G. Volovik
We continued to study the least known features of high-energy physics and cosmology - the properties of the quantum vacuum - using the condensed matter analogy.
In collaboration with A.I. Zelnikov from University of Alberta (Canada) we studied temperature correction to the free energy of the gravitational field. We found that the leading correction to the Newton constant is universal since it is determined only by the number of fermionic and bosonic fields, and does not depend on whether or not the gravitational field obeys the Einstein equations. Exactly the same corrections exist in the hydrodynamic of quantum liquids, such as superfluid 3He and 4He, where they can be measured.
In relation to the problem of cosmological constant and vacuum energy, which was usually thought of as the subject of general relativity, we found that the vacuum energy is important for the Universe even in the absence of gravity. We calculated the vacuum energy in the presence of matter in special relativity, and found that, as in general relativity, the vacuum energy density is on the order of the energy density of matter.

Supplied records -
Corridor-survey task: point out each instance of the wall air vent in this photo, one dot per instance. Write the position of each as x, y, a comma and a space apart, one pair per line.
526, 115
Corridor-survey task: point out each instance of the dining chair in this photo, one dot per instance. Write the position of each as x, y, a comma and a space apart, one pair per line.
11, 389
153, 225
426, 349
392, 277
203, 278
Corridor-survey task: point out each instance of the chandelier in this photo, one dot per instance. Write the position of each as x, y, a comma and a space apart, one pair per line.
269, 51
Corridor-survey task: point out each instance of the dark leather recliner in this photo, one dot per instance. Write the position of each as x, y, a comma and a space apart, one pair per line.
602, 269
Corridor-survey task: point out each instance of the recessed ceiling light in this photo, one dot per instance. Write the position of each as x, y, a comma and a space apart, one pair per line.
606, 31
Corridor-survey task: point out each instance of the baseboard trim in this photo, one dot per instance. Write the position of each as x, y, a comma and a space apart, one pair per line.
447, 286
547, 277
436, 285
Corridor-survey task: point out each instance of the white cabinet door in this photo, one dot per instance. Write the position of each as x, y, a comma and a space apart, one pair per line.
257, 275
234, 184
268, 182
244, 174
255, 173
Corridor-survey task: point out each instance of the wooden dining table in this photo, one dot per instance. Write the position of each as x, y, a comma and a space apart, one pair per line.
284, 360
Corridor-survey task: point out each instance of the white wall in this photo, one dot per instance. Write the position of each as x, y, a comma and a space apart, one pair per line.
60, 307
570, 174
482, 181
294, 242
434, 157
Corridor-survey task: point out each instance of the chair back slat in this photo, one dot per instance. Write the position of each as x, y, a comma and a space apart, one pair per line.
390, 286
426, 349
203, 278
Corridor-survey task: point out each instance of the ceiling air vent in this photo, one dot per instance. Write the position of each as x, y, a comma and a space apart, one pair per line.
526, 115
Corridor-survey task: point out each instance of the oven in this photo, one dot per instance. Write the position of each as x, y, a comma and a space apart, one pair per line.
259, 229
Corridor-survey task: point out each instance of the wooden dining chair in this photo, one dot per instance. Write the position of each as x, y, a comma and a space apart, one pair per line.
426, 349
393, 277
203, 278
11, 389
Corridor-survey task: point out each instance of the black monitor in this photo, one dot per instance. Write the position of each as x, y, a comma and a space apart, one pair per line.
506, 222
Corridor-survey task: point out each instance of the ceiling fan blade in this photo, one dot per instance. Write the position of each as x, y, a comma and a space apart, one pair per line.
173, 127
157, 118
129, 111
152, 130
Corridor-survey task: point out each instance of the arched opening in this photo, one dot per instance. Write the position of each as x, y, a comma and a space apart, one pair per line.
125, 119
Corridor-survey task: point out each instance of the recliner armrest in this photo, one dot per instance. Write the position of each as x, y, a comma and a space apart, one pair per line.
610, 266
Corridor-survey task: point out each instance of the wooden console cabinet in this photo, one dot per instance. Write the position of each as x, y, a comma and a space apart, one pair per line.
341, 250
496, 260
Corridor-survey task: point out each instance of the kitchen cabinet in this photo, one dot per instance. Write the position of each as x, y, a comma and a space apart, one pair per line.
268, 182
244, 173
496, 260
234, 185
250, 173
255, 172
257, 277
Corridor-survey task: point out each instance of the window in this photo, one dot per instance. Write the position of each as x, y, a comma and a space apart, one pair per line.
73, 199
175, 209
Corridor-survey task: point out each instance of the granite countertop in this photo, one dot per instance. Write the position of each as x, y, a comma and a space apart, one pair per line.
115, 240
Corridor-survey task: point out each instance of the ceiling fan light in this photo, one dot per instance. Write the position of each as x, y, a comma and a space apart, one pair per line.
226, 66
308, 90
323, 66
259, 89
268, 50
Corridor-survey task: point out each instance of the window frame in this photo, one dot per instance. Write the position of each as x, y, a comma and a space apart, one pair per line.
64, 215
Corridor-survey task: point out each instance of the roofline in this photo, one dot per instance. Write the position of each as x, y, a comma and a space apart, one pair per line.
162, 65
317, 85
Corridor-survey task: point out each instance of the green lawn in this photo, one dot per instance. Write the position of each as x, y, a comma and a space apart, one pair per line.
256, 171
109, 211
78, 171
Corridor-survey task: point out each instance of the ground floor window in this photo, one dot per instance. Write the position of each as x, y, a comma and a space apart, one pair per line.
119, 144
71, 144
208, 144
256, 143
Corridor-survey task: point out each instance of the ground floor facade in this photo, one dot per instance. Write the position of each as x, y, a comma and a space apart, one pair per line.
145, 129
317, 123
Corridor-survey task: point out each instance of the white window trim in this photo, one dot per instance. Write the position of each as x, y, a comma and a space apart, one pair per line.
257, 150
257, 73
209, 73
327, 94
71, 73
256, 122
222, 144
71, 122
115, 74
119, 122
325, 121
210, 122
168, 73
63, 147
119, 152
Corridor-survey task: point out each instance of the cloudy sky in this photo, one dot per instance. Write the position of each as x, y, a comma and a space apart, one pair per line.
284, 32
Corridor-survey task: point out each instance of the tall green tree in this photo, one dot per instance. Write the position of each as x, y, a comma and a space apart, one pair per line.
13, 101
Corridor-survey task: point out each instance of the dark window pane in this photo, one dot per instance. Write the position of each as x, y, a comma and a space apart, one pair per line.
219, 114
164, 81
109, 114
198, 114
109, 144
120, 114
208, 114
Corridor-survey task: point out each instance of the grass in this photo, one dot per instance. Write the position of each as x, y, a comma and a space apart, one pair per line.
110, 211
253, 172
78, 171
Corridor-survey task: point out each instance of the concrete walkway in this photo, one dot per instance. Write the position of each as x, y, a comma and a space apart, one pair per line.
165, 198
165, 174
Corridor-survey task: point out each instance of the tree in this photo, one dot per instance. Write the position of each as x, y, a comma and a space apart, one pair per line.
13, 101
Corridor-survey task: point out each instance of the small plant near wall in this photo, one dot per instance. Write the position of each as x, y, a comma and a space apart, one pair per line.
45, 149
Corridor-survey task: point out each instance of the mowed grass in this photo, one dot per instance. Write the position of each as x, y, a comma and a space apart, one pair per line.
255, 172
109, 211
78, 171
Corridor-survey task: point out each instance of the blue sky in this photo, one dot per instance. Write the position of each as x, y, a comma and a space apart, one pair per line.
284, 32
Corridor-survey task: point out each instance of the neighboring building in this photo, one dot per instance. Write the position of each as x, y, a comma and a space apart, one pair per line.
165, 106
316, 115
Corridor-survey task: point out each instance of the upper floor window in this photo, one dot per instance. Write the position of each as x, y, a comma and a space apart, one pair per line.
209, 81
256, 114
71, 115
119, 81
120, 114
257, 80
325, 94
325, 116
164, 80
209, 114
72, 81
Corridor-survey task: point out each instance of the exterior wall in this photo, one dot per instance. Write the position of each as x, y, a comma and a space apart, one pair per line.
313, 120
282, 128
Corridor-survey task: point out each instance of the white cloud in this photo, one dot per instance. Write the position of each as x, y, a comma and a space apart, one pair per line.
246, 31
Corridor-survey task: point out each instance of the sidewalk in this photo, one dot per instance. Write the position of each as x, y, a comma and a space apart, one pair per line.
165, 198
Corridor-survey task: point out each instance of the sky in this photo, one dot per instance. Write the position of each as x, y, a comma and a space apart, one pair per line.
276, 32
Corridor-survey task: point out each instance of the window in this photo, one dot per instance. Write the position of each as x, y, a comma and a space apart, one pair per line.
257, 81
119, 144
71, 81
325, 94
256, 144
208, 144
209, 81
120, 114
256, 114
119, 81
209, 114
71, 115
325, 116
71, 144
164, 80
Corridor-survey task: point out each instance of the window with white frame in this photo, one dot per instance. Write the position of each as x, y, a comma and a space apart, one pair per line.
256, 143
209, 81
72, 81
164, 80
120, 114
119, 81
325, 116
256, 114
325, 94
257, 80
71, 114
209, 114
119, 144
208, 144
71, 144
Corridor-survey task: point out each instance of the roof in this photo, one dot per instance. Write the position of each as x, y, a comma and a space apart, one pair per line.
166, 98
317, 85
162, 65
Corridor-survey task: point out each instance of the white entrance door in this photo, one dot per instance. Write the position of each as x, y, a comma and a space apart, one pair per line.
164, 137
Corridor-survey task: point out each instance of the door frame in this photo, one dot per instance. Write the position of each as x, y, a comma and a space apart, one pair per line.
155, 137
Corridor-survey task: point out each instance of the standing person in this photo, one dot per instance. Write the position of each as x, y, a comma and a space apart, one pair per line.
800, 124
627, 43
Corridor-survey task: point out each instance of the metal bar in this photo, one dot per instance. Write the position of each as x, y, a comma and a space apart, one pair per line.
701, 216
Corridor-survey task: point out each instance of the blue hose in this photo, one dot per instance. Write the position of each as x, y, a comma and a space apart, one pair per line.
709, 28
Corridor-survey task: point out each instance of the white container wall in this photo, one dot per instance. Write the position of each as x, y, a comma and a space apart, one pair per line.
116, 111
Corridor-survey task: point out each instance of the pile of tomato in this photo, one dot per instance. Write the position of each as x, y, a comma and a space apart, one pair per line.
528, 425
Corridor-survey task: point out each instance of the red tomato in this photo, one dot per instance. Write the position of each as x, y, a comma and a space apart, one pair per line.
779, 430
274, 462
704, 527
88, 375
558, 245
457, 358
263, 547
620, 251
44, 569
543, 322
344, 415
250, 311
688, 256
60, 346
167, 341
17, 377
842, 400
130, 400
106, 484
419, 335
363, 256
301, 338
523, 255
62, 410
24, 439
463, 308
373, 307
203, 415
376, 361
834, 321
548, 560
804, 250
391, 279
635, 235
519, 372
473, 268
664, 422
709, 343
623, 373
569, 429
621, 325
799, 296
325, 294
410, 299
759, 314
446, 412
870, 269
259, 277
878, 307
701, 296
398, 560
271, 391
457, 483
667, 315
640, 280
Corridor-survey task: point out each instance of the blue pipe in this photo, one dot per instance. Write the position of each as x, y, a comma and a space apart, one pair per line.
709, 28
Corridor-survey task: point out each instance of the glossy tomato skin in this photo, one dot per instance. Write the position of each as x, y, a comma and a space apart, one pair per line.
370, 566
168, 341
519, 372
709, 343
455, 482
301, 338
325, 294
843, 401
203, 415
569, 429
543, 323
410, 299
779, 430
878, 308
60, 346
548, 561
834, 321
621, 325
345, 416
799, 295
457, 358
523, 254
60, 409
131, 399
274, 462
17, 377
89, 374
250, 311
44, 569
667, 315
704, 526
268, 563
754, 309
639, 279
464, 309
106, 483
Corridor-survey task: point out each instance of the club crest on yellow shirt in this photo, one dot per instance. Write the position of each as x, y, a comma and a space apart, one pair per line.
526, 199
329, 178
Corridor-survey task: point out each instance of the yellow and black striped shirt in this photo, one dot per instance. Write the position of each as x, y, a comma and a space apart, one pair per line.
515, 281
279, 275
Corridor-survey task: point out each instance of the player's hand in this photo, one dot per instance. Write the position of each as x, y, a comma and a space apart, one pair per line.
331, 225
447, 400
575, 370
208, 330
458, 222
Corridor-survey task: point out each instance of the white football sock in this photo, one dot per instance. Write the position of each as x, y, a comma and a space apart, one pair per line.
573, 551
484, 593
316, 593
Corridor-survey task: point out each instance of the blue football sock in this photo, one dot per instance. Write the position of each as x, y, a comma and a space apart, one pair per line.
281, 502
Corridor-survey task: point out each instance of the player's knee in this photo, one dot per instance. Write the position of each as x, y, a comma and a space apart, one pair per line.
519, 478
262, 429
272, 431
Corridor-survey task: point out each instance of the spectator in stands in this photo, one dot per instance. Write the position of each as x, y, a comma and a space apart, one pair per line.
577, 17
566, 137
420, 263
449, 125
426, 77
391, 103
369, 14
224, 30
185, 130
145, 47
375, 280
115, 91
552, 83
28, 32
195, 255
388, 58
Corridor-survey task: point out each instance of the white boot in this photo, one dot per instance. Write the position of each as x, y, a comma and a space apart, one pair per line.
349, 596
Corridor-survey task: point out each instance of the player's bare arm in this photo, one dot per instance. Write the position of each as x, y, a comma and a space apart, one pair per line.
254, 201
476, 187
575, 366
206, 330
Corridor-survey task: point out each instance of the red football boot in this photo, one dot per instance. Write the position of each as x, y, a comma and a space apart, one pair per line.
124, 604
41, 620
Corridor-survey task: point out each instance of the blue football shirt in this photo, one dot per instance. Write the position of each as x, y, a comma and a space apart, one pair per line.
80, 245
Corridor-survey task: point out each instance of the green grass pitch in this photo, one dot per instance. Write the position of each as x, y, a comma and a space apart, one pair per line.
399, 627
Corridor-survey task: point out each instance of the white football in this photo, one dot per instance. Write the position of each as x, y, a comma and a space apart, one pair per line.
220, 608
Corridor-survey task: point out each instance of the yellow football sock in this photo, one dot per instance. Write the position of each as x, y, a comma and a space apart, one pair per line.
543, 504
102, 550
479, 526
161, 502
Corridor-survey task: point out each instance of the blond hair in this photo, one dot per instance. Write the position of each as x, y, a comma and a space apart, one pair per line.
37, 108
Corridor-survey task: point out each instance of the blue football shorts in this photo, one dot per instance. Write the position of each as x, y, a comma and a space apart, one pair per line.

The task -
Resume the research summary on the quantum vacuum and the condensed matter analogy, starting right after its final sentence.

Expected answer -
In general relativity we considered the vacuum response to the non-steady-state perturbations. The phenomenological theory was suggested for the time dependent cosmological constant, in which the Einstein equations are slightly modified to include the non-covariant corrections.
We suggested modification of the Pati-Salam model of the unification of quarks and leptons adding the SU(4) family group for four generations of fermions. In this model the creation of baryons and leptons in the process of electroweak baryogenesis must be accompanied by the creation of fermions of the 4-th generation. As a result the excess of baryons over antibaryons leads to the excess of neutrinos over antineutrinos in the 4-th generation. This fourth-generation neutrino is about 50 times heavier than baryion, and thus it may be a good candidate for the non-baryonic dark matter.